*Exercise directions*
According to the episode description, what is the age range of the students Brian Merusi works with?

*Passage*

++++

How Should Special Education Approach AI? - Brian Merusi
#23

How Should Special Education Approach AI? - Brian Merusi

In this episode, Priten speaks with Brian Merusi, a special education teacher at Niles High School working with students aged 14–19 who have cognitive impairments. Brian brings two decades of international teaching experience across Abu Dhabi, Poland, Penang, and rural development contexts. The central tension: how do we unlock AI's potential for accessibility and student expression while protecting students from its ethical risks and exploitation?

Key Takeaways:
  • Speech-to-text accessibility tools matter more to this population than ChatGPT ever will. For students with typing challenges and diverse communication styles, the ability to speak and have systems capture their thinking credibly is transformative in ways that generative AI is not.

++++

(Stored entries)
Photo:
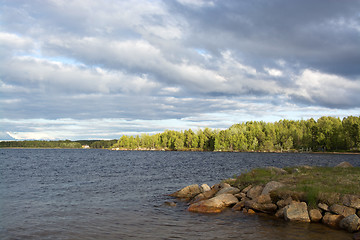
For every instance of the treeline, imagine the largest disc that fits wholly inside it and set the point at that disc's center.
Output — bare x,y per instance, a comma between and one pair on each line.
57,144
325,134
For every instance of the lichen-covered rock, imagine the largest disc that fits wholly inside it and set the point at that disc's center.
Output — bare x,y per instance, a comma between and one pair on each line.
271,186
324,207
344,165
342,210
296,211
254,192
350,223
204,187
214,205
332,220
351,201
228,190
263,198
245,190
315,215
187,192
262,207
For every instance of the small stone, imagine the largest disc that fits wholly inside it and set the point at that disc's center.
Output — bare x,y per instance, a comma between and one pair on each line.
296,211
271,186
350,223
228,190
342,210
324,207
245,190
204,187
280,213
263,198
254,192
344,165
237,207
332,220
170,204
315,215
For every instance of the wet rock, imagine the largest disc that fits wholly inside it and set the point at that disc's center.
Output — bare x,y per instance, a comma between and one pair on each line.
263,198
214,205
262,207
254,192
271,186
204,187
228,190
332,220
324,207
351,201
170,204
342,210
280,213
344,165
296,211
245,190
350,223
315,215
239,206
276,170
187,192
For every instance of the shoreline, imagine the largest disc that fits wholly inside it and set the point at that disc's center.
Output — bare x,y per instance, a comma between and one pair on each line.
290,194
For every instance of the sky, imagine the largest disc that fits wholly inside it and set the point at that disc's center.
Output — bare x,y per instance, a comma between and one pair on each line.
89,69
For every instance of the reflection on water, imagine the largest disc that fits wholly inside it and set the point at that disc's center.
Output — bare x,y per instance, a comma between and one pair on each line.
98,194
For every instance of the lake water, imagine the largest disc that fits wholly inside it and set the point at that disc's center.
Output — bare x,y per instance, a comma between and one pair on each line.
100,194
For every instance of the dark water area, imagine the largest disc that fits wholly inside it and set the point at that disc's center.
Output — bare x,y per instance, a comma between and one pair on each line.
100,194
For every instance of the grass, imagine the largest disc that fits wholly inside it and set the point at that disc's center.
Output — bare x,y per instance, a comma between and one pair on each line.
310,184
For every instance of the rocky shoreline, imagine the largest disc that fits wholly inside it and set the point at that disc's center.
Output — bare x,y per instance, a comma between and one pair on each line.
340,211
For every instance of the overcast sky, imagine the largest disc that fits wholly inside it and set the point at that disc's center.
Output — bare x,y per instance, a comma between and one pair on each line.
89,69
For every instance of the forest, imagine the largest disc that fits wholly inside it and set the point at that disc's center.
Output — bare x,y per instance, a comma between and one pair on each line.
327,134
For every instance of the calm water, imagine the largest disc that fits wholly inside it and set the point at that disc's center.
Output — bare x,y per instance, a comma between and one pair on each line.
100,194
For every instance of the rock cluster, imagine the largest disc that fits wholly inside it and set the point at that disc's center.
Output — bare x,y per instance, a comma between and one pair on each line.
262,198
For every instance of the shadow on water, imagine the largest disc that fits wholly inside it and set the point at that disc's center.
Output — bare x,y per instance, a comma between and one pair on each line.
98,194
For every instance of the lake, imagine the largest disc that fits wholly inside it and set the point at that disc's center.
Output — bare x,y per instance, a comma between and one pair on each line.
101,194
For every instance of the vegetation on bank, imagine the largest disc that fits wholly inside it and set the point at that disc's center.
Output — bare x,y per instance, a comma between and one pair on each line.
58,144
309,184
325,134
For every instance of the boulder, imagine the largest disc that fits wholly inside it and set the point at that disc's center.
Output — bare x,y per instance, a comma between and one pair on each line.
204,187
324,207
271,186
332,220
228,190
315,215
262,207
344,165
205,195
254,192
351,201
240,205
342,210
280,213
350,223
263,198
214,205
276,170
187,192
296,211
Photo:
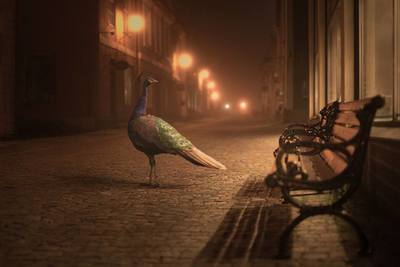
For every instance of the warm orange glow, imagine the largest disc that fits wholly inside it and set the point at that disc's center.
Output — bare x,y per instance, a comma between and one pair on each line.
211,85
135,23
243,105
215,96
204,74
185,61
119,23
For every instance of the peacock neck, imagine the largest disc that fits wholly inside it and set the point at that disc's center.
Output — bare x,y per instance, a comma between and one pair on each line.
141,105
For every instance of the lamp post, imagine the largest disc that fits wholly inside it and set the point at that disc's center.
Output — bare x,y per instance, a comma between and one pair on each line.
203,75
136,24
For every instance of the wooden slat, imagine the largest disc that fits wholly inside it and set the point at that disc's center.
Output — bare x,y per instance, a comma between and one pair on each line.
354,105
343,132
335,162
348,118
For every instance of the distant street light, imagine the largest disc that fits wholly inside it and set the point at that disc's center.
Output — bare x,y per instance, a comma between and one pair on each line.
215,96
211,85
135,23
204,74
185,60
243,105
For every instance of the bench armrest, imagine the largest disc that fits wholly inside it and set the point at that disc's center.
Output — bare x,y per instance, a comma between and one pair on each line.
287,171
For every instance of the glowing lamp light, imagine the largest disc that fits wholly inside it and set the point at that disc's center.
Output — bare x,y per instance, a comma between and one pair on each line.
211,85
185,61
135,23
204,74
215,96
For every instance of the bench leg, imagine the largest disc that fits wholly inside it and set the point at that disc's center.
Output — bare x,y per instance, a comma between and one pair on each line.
365,248
284,250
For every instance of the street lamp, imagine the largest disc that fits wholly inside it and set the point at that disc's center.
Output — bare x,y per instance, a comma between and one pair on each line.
215,96
204,74
211,85
136,24
243,105
185,60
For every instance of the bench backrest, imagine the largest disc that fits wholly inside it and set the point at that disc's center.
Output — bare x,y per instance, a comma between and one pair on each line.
351,129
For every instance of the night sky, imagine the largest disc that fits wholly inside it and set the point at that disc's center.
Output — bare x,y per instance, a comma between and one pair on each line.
231,38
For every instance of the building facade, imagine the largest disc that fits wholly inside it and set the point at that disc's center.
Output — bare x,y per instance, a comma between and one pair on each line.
7,66
78,61
354,53
285,89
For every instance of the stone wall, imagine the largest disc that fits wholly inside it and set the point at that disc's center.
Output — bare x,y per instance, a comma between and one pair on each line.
381,178
7,66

++++

*Exercise response*
His students are aged 14–19.